Excerpt to read =
========================================================================

What a week. On Saturday, while out shopping at garage sales with my daughter and her 3 children, I received a call from my husband.
"I'm sorry to bother you," he started.
He sounded awful and my stomach dropped. Oh no, I thought, someone else has died. "What's wrong?" I asked.
"I'm going to the hospital. I'm having a heart attack."
My own heart stopped for a moment when I heard those words. "I'll be right there." I turned and told my daughter, who quickly whisked the kids into the van. We strapped them into their car seats and she headed toward the hospital. "I think I'm going to throw up," I said.
* * *
I grew up in a home where the term 'heart attack' was quite common. My 45-year-old father had his first 2 major heart attacks when I was just 7. Doctors gave him the dire prognosis that he had only 5 years, at most, to live. Life changed in my household. A sage doctor refused to give my 38-year-old mother medicine for her nerves. Rather, she gave her advice: "Go out and get a job. Get your driver's license and do everything you can to provide for your 3 daughters after he's gone." And that's just what my mother did. I was a latchkey kid long before the term was invented.
My dad survived 11 more heart attacks in the following 18 years. He died, presumably of his 14th heart attack on Mother's Day, 1982; one month before I gave birth to a little girl, whose birthday happens to be today. My childhood and teen years were full of ambulances and hospital visits. It was so much the norm for me that, as a young adult living 250 miles from home, I would hear a siren and think Dad was on his way to the hospital again. Like I said, heart attacks were the norm for us.
Perhaps that's why my husband's recent heart attack has me reeling. Yes, thank God, it was a mild one. Just like the one in February 2015. He's home now and going to be fine. But I'm still shaky inside. And I still feel like I'm going to throw up. You see, it's about history for me. His heart attacks awoke the sleeping giant of fear in me. I remember the fear of coming into my childhood home when I saw my dad's car in the driveway when he was supposed to be at work. Would I find him dead on the floor? I laid in bed at night listening for his breathing -- my dad's snoring was a comfort to me. When it stopped, I would lie in bed and debate whether or not to go into his bedroom to check to see if he was alive. Let me tell you -- it was a hell of a way to grow up.

========================================================================

Data shown =
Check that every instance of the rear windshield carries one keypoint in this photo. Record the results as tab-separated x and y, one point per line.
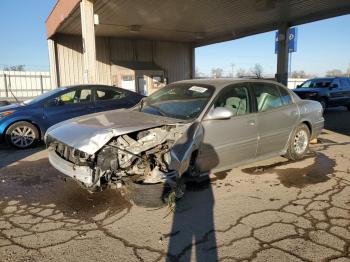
317	83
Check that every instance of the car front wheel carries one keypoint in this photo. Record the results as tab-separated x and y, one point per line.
299	143
22	135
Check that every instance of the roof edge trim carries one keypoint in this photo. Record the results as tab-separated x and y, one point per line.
59	13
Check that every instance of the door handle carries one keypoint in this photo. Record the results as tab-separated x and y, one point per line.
251	122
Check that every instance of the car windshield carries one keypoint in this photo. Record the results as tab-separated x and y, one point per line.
43	96
317	83
182	101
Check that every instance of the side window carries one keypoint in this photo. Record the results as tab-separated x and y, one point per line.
85	95
267	96
336	82
235	98
73	97
286	98
107	94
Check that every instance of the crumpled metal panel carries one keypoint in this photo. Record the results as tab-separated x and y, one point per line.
90	133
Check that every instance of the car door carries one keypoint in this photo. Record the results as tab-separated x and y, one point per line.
111	98
336	93
277	116
232	140
73	103
345	90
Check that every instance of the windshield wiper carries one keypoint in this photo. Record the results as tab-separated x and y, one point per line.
159	110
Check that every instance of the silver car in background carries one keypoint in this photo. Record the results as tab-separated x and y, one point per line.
188	128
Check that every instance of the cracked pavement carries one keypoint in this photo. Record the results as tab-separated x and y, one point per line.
274	210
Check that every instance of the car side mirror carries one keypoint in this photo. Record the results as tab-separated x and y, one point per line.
219	113
52	103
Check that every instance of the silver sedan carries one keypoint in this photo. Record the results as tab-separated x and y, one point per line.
186	129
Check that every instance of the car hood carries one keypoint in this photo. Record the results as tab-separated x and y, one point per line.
307	90
91	132
10	107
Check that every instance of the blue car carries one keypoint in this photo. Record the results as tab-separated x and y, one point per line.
24	124
329	91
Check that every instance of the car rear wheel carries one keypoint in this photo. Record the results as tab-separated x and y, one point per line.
22	135
299	143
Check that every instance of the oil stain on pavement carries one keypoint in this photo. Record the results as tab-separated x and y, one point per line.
317	172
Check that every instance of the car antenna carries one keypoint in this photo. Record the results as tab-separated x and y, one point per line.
12	92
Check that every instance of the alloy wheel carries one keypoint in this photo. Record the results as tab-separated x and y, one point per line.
23	136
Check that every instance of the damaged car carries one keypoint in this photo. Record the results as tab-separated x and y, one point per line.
186	129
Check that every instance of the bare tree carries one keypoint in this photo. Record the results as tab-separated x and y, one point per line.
241	72
299	74
334	72
15	68
257	70
217	72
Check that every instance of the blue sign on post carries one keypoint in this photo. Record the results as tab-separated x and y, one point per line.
292	40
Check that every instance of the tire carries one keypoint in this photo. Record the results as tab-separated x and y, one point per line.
22	135
299	143
4	103
149	195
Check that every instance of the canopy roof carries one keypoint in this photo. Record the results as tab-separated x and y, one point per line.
199	21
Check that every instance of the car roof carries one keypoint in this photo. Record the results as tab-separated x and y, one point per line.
220	83
98	85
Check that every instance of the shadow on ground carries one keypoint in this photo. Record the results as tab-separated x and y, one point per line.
9	155
338	120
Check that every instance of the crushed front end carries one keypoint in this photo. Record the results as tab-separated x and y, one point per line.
141	157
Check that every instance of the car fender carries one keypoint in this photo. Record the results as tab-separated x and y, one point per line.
31	119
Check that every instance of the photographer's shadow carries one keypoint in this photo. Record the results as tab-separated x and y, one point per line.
193	225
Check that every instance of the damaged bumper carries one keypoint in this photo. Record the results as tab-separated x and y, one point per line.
83	174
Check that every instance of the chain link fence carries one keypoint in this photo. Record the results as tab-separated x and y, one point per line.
23	84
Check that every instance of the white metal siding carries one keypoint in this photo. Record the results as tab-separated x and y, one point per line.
173	57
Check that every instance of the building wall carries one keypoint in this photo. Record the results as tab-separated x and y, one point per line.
173	57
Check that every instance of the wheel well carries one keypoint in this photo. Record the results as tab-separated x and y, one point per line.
34	124
194	157
308	124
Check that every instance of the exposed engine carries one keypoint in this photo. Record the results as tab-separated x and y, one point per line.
142	156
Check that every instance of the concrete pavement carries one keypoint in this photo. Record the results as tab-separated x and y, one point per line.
274	210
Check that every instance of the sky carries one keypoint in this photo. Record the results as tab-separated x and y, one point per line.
322	45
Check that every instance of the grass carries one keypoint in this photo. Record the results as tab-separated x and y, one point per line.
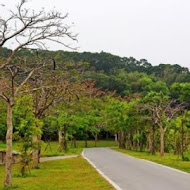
53	149
67	174
170	160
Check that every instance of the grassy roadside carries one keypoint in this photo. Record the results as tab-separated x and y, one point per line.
68	174
53	148
168	160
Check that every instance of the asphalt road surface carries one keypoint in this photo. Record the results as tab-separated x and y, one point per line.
134	174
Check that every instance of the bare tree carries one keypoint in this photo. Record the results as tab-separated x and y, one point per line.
161	114
25	28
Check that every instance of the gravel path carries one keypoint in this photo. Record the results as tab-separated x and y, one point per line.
130	173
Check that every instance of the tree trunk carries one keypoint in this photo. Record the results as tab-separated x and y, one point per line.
86	143
116	137
162	142
151	140
65	139
182	138
35	153
60	136
9	157
73	142
96	139
122	140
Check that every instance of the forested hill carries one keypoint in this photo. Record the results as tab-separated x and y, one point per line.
109	70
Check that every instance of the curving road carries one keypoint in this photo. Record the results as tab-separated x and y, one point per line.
134	174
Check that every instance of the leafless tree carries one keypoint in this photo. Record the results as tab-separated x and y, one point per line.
161	115
25	28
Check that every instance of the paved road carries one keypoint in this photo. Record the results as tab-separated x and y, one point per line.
134	174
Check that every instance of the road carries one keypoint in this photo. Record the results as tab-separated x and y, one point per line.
135	174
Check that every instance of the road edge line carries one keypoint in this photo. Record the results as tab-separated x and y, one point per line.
164	166
101	173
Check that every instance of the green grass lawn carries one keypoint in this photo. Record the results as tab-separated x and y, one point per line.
168	160
67	174
53	148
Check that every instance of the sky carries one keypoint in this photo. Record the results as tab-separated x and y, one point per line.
157	30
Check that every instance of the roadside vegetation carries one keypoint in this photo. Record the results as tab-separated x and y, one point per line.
73	100
73	174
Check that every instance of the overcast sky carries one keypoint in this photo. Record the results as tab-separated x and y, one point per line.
158	30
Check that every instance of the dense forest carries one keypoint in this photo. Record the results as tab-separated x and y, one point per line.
146	107
66	96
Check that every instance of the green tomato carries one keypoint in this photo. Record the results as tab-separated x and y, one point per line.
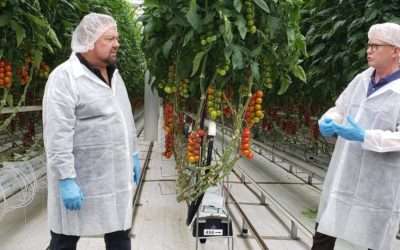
167	90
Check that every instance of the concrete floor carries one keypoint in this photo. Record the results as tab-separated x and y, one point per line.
160	220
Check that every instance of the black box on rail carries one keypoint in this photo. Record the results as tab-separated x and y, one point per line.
212	227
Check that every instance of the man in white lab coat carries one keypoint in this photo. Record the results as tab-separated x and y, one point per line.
90	141
360	201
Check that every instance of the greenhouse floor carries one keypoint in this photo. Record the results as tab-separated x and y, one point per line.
160	220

========================================================================

Aim of the exercise =
Write the next part of the personal essay about the husband's heart attack and the writer's childhood fears, picking up after its final sentence.

Output below =
Yesterday, I had to take my daughter for a medical test, so I left Bill home alone. He'll be fine, I thought. When I called him to check in, there was no answer. He's fine. He's probably sleeping. An hour later, I called again. No answer. I checked the home phone messages. There was one from my son-in-law. I realized Bill didn't answer that call either. Panic started rising inside of me. Panic and self-reproach for leaving him alone on the first day out of the hospital. I tried to maneuver detours and traffic, desperately trying to make it home. I called again. And again. And... finally, he said, "Hello." Tears burst forth from decade's-old reserves. He had been outside. He didn't hear the phone.
Even now as I type this, tears are streaming down my cheeks. And as I share this, I just want you to understand that my life changed with that first heart attack of his last year. A second one stirred up the feelings once again. While I used to blog 6 days a week, my posts have been sporadic. I guess priorities changed a bit. But it doesn't mean I don't care about the blog or the Green Grandma community. Sometimes, however, I find I need to care for myself more. Bill's heart attacks knocked a bit of life out of me. After all, heart attacks don't just happen to one spouse. They happen to both.